→ DESCRIPTION OF THE TASK
Return every line of the data below word for word, including the punctuation.

(Stored data entries)
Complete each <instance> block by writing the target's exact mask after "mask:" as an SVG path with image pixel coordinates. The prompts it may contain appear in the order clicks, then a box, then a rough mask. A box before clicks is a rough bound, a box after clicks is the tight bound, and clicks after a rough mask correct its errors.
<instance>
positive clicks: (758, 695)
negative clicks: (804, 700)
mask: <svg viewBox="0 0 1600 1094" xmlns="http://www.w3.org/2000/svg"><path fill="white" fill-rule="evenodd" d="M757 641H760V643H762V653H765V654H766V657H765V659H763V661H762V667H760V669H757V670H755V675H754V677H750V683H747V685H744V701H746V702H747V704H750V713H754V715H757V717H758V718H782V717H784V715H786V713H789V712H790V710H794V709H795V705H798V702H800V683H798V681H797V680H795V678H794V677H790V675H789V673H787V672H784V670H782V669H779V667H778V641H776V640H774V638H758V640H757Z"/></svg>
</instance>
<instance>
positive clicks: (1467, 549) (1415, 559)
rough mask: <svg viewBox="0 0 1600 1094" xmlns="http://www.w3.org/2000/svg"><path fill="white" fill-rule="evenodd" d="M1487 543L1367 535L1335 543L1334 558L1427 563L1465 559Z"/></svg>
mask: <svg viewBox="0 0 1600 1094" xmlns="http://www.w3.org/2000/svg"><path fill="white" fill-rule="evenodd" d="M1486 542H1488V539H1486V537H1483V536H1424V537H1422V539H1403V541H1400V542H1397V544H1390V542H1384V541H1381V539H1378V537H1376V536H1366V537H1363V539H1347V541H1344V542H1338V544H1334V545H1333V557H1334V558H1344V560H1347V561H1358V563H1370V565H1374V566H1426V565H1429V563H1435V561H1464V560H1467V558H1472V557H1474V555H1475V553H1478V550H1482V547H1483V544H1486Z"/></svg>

→ EXERCISE SOLUTION
Complete each <instance> block by writing the target's exact mask after "mask:" as an SVG path with image pixel coordinates. The prompts it may contain appear in the order clicks, then a box, then a rough mask. A box before clicks is a rough bound, a box after clicks is the tight bound, and clicks after a rough mask correct its errors.
<instance>
positive clicks: (758, 695)
negative clicks: (804, 700)
mask: <svg viewBox="0 0 1600 1094" xmlns="http://www.w3.org/2000/svg"><path fill="white" fill-rule="evenodd" d="M757 641H760V643H762V653H765V654H766V657H765V659H763V661H762V667H760V669H757V670H755V675H754V677H750V683H747V685H744V701H746V702H747V704H750V713H754V715H757V717H758V718H782V717H784V715H786V713H789V712H790V710H794V709H795V705H798V702H800V683H798V681H797V680H795V678H794V677H790V675H789V673H787V672H784V670H782V669H779V667H778V641H776V640H774V638H758V640H757Z"/></svg>
</instance>
<instance>
positive clicks: (1467, 549) (1415, 559)
rough mask: <svg viewBox="0 0 1600 1094" xmlns="http://www.w3.org/2000/svg"><path fill="white" fill-rule="evenodd" d="M1487 543L1367 535L1335 543L1334 558L1427 563L1465 559Z"/></svg>
mask: <svg viewBox="0 0 1600 1094" xmlns="http://www.w3.org/2000/svg"><path fill="white" fill-rule="evenodd" d="M1486 542H1488V539H1486V537H1483V536H1424V537H1422V539H1403V541H1400V542H1397V544H1390V542H1384V541H1381V539H1378V537H1376V536H1366V537H1363V539H1347V541H1344V542H1338V544H1334V545H1333V557H1334V558H1344V560H1347V561H1358V563H1370V565H1374V566H1426V565H1429V563H1435V561H1464V560H1467V558H1472V557H1474V555H1475V553H1478V550H1482V547H1483V544H1486Z"/></svg>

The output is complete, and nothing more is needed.